SET TASK: Return the following lines without any changes, covering all of the material.

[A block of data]
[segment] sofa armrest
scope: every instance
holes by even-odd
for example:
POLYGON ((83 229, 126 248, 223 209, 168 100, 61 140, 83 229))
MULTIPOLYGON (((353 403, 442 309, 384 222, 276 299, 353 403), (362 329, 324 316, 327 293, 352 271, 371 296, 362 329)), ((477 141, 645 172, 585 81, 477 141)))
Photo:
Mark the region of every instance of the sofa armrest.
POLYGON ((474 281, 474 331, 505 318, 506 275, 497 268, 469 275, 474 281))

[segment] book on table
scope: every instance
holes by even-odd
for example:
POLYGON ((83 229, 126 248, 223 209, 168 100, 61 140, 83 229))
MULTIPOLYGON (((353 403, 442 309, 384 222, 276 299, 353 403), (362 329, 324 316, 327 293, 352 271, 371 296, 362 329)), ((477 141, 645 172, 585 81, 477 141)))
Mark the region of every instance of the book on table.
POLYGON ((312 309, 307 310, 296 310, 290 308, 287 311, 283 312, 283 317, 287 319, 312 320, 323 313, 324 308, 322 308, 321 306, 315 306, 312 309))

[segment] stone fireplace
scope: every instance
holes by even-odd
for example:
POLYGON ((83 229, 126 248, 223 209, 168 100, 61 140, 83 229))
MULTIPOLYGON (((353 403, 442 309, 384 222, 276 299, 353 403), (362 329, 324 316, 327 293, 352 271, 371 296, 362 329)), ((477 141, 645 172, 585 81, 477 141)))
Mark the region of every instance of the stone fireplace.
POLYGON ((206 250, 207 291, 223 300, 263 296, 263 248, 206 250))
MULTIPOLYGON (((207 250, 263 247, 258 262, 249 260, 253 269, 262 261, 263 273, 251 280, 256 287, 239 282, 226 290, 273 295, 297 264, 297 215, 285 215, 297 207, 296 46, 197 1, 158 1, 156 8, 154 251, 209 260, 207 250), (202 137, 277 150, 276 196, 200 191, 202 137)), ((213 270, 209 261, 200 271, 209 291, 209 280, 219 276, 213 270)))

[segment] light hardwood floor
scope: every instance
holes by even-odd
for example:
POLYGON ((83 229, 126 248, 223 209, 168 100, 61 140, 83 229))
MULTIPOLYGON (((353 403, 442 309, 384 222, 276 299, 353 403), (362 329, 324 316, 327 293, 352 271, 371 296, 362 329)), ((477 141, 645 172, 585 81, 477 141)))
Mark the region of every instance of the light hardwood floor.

ANSWER FOR THIS EXERCISE:
[segment] sofa armrest
scope: every instance
holes by even-odd
for example:
POLYGON ((83 229, 126 248, 223 209, 168 100, 61 140, 83 229))
MULTIPOLYGON (((353 403, 442 309, 384 222, 276 299, 353 403), (362 329, 324 316, 327 293, 352 271, 371 296, 362 329)), ((477 141, 645 172, 585 81, 477 141)))
Photo:
Mark the region of every instance of the sofa armrest.
POLYGON ((474 281, 474 331, 505 318, 506 275, 497 268, 469 275, 474 281))

[segment] book on table
scope: every instance
holes by even-odd
for example:
POLYGON ((83 229, 126 248, 223 209, 168 100, 61 140, 83 229))
MULTIPOLYGON (((353 403, 442 309, 384 222, 276 299, 353 403), (362 329, 324 316, 327 293, 352 271, 371 296, 362 329)), ((477 141, 645 172, 585 81, 477 141)))
Mark the region of every instance of the book on table.
POLYGON ((312 309, 307 310, 296 310, 290 308, 287 311, 283 312, 283 317, 287 319, 312 320, 323 313, 324 308, 322 308, 321 306, 315 306, 312 309))

[segment] stone fireplace
scope: every instance
holes by even-odd
for example:
POLYGON ((83 229, 126 248, 223 209, 168 100, 61 140, 83 229))
MULTIPOLYGON (((353 403, 442 309, 384 222, 276 299, 353 403), (362 329, 324 316, 327 293, 352 271, 371 296, 362 329)), ((477 141, 645 172, 585 81, 477 141)))
Mark the region of every instance of the stone fireplace.
POLYGON ((206 250, 207 291, 223 300, 263 296, 263 248, 206 250))
MULTIPOLYGON (((207 250, 263 247, 258 262, 249 260, 253 269, 262 261, 263 273, 251 280, 256 287, 239 282, 226 290, 273 295, 297 264, 297 215, 285 215, 297 207, 296 46, 197 1, 158 1, 156 8, 154 251, 209 260, 207 250), (202 137, 277 150, 276 196, 200 191, 202 137)), ((213 270, 209 261, 200 271, 209 291, 209 280, 219 276, 213 270)))

[segment] light hardwood floor
scope: every instance
holes by even-odd
for example:
POLYGON ((83 229, 126 248, 223 209, 168 100, 61 140, 83 229))
MULTIPOLYGON (((353 403, 442 309, 384 222, 276 299, 353 403), (362 329, 324 316, 327 293, 352 271, 371 296, 362 329)), ((477 141, 645 172, 585 81, 477 141)))
Mark the region of every instance of the light hardwood floor.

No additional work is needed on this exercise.